About this exercise => Take the entries below and retype them exactly.

BEGIN Given information

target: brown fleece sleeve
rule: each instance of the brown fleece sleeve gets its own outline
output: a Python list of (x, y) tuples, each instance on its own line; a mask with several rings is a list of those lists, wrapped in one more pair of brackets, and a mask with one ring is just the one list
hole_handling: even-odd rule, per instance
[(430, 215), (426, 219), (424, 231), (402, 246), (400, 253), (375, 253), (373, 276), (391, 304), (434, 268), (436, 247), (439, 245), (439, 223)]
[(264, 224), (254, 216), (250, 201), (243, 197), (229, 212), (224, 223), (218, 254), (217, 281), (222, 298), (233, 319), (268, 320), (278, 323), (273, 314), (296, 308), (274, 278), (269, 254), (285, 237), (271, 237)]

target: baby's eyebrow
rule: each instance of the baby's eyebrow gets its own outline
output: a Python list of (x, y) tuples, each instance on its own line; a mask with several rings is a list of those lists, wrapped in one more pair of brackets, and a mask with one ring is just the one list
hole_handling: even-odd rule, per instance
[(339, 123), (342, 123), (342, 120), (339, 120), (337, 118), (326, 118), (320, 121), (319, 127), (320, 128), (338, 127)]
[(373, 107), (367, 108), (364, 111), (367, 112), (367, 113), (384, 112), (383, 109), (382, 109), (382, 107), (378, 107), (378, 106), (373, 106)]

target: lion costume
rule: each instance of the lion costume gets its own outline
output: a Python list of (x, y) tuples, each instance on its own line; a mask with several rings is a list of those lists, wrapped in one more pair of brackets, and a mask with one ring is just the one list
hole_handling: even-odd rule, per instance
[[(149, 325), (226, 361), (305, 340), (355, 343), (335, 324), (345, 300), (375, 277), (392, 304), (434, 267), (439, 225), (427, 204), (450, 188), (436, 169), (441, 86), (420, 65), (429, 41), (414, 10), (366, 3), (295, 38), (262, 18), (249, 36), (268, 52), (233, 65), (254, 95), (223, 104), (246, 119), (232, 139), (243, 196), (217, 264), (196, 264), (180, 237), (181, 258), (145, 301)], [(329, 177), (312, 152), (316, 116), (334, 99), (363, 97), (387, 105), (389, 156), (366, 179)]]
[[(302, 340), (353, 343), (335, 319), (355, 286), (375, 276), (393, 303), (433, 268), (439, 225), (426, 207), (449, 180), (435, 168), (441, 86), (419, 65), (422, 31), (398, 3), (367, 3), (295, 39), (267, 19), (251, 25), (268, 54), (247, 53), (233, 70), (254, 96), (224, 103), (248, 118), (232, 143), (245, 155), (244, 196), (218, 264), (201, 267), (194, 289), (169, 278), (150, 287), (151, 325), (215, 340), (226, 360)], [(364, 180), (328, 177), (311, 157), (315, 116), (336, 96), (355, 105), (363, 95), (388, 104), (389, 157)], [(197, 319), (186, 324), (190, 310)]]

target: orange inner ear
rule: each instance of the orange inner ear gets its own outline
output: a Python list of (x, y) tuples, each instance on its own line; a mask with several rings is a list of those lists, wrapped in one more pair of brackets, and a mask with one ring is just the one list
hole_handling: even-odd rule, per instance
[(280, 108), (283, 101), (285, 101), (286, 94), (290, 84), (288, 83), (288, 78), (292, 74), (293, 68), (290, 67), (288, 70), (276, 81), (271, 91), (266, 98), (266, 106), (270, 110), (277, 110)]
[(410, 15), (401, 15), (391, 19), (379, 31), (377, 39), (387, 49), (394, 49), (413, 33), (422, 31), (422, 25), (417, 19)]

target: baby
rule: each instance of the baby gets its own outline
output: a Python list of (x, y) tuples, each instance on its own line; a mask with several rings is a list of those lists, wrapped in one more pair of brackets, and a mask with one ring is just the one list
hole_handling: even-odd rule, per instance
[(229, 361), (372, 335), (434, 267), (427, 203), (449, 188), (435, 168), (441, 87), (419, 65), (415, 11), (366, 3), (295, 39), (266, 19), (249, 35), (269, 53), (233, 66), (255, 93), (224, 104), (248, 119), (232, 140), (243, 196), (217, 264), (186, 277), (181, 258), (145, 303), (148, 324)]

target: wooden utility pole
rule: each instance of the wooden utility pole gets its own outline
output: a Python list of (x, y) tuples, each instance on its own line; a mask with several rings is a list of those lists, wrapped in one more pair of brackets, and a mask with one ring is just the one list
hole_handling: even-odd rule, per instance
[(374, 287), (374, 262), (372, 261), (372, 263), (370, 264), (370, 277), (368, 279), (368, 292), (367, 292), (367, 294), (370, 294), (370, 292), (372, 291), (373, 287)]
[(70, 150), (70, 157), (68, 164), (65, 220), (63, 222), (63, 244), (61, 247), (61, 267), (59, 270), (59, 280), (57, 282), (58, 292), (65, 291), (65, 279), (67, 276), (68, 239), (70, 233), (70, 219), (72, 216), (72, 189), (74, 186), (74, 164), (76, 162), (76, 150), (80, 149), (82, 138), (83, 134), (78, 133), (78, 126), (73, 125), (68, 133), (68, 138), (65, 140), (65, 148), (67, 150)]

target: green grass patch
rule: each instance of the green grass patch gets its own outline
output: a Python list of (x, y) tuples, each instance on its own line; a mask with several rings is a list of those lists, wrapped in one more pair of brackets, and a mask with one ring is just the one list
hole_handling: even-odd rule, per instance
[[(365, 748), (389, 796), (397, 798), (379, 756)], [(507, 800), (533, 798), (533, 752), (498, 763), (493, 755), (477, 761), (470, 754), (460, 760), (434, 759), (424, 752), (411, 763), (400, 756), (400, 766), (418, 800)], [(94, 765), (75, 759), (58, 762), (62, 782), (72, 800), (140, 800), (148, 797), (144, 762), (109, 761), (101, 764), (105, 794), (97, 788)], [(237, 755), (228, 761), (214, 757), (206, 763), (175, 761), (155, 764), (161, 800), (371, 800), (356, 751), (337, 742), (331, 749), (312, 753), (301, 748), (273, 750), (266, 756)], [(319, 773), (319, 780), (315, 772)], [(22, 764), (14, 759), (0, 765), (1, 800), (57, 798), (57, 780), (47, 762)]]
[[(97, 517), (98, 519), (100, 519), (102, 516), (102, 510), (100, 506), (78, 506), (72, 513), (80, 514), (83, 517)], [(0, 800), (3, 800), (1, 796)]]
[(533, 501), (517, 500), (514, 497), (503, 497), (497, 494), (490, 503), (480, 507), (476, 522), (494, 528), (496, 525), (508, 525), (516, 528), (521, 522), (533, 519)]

END Given information

Solution for this exercise =>
target: brown fleece sleeve
rule: each instance of the brown fleece sleeve gets its own outline
output: a Python list of (x, y) tuples, each instance on its own line; a mask with several rings is a list of those lists, wrapped in one more pair of brackets, and a mask with one ring is just the one list
hole_handling: even-odd rule, per instance
[(430, 215), (426, 219), (424, 231), (402, 246), (400, 253), (375, 253), (373, 276), (391, 304), (434, 268), (436, 247), (439, 245), (439, 223)]
[(264, 224), (254, 216), (250, 201), (243, 197), (229, 212), (224, 223), (218, 254), (217, 281), (222, 298), (233, 319), (268, 320), (278, 323), (273, 314), (296, 308), (274, 278), (269, 254), (285, 237), (271, 237)]

target: baby's eyebrow
rule: each instance of the baby's eyebrow gets its own outline
output: a Python list of (x, y) tuples, each instance on its own line; a mask with several rings is a list of those lists, wrapped in one more pair of brackets, and a mask with one ring is just the one list
hole_handling: even-odd rule, per instance
[(339, 123), (342, 123), (342, 120), (339, 120), (337, 118), (326, 118), (320, 121), (319, 127), (320, 128), (338, 127)]
[(373, 107), (367, 108), (364, 111), (367, 112), (367, 113), (384, 112), (383, 109), (382, 109), (382, 107), (378, 107), (378, 106), (373, 106)]

target: lion costume
rule: each instance of the lion costume gets its own outline
output: a Python list of (x, y) tuples, each instance on its own line; a mask with several rings is a list of those lists, wrapped in one more pair of brackets, and a mask with one ring is just the one list
hole_handling: even-odd rule, per instance
[[(149, 325), (226, 361), (305, 340), (355, 343), (335, 324), (345, 300), (375, 277), (392, 304), (434, 267), (439, 225), (427, 204), (450, 188), (436, 169), (441, 86), (420, 65), (429, 41), (414, 10), (366, 3), (295, 38), (262, 18), (249, 36), (268, 52), (233, 65), (254, 95), (223, 104), (246, 119), (232, 139), (243, 196), (217, 264), (196, 264), (180, 237), (181, 258), (145, 301)], [(329, 177), (312, 152), (316, 116), (334, 99), (363, 97), (387, 105), (389, 156), (366, 179)]]
[[(302, 340), (353, 343), (335, 319), (355, 286), (375, 276), (393, 303), (433, 268), (439, 225), (426, 207), (449, 180), (435, 168), (441, 86), (419, 65), (422, 31), (398, 3), (367, 3), (295, 39), (267, 19), (251, 25), (268, 54), (247, 53), (233, 70), (254, 96), (224, 103), (248, 118), (232, 143), (245, 155), (244, 196), (218, 264), (201, 267), (194, 289), (169, 278), (150, 287), (151, 325), (215, 340), (226, 360)], [(364, 180), (328, 177), (311, 157), (315, 116), (336, 96), (355, 105), (363, 95), (388, 104), (389, 157)], [(197, 319), (186, 324), (190, 310)]]

target: orange inner ear
rule: each instance of the orange inner ear gets its own outline
output: a Python list of (x, y) tuples, each instance on its own line; a mask with several rings is a list of those lists, wrapped in one more pair of brackets, and a mask with one ring is just the one list
hole_handling: even-odd rule, per instance
[(280, 108), (283, 101), (285, 101), (286, 94), (290, 84), (288, 83), (288, 78), (292, 74), (293, 68), (290, 67), (288, 70), (276, 81), (271, 91), (266, 98), (266, 106), (270, 110), (277, 110)]
[(410, 15), (401, 15), (391, 19), (379, 31), (377, 39), (387, 49), (394, 49), (413, 33), (422, 31), (422, 25), (417, 19)]

target: baby
rule: each instance of the baby gets its own outline
output: a Python list of (x, y) tuples, each instance on its own line; a mask with several rings is a list of those lists, wrapped in one more pair of brackets, and a mask with one ring is just the one list
hole_handling: even-odd rule, per instance
[(229, 361), (372, 335), (434, 267), (427, 203), (449, 188), (435, 168), (441, 87), (419, 65), (415, 11), (366, 3), (295, 39), (266, 19), (249, 35), (269, 53), (233, 66), (255, 93), (224, 104), (248, 119), (232, 140), (243, 196), (217, 264), (186, 277), (181, 258), (145, 303), (148, 324)]

target: wooden utility pole
rule: each instance of the wooden utility pole gets its own outline
output: a Python list of (x, y) tuples, each instance on its own line; a mask with several rings is a list of those lists, wrapped in one more pair of brackets, and a mask with one ring is just the one list
hole_handling: even-odd rule, per instance
[(374, 287), (374, 262), (372, 261), (372, 263), (370, 264), (370, 277), (368, 279), (368, 292), (367, 292), (367, 294), (370, 294), (370, 292), (372, 291), (373, 287)]
[(70, 150), (70, 157), (68, 164), (65, 220), (63, 222), (63, 244), (61, 247), (61, 267), (59, 270), (59, 280), (57, 282), (58, 292), (65, 291), (65, 279), (67, 276), (68, 239), (70, 233), (70, 219), (72, 216), (72, 189), (74, 186), (74, 164), (76, 162), (76, 150), (80, 149), (82, 138), (83, 134), (78, 133), (78, 126), (73, 125), (68, 133), (68, 138), (65, 140), (65, 148), (67, 150)]

target: green grass patch
rule: each instance of the green grass patch gets its own outline
output: a Python list of (x, y) tuples, each instance on its own line; a mask with several rings is a list of those lists, wrapped in one more pair of brackets, and a mask with one ring is just the one list
hole_handling: even-odd rule, per instance
[[(365, 748), (389, 796), (397, 798), (379, 756)], [(507, 800), (533, 798), (533, 752), (498, 763), (493, 755), (477, 761), (470, 754), (460, 760), (434, 759), (424, 752), (411, 763), (400, 756), (400, 766), (418, 800)], [(94, 765), (75, 759), (58, 762), (62, 782), (72, 800), (140, 800), (148, 797), (144, 762), (109, 761), (101, 764), (105, 794), (97, 788)], [(237, 755), (228, 761), (214, 757), (206, 763), (175, 761), (155, 764), (161, 800), (371, 800), (356, 751), (337, 742), (331, 749), (312, 753), (301, 748), (273, 750), (266, 756)], [(319, 773), (319, 780), (315, 772)], [(22, 764), (14, 759), (0, 765), (1, 800), (57, 798), (57, 780), (47, 762)]]
[[(97, 517), (98, 519), (100, 519), (102, 516), (102, 510), (100, 506), (78, 506), (72, 513), (80, 514), (83, 517)], [(0, 800), (3, 800), (1, 796)]]
[(533, 501), (517, 500), (514, 497), (503, 497), (497, 494), (490, 503), (480, 507), (476, 522), (494, 528), (496, 525), (508, 525), (516, 528), (521, 522), (533, 519)]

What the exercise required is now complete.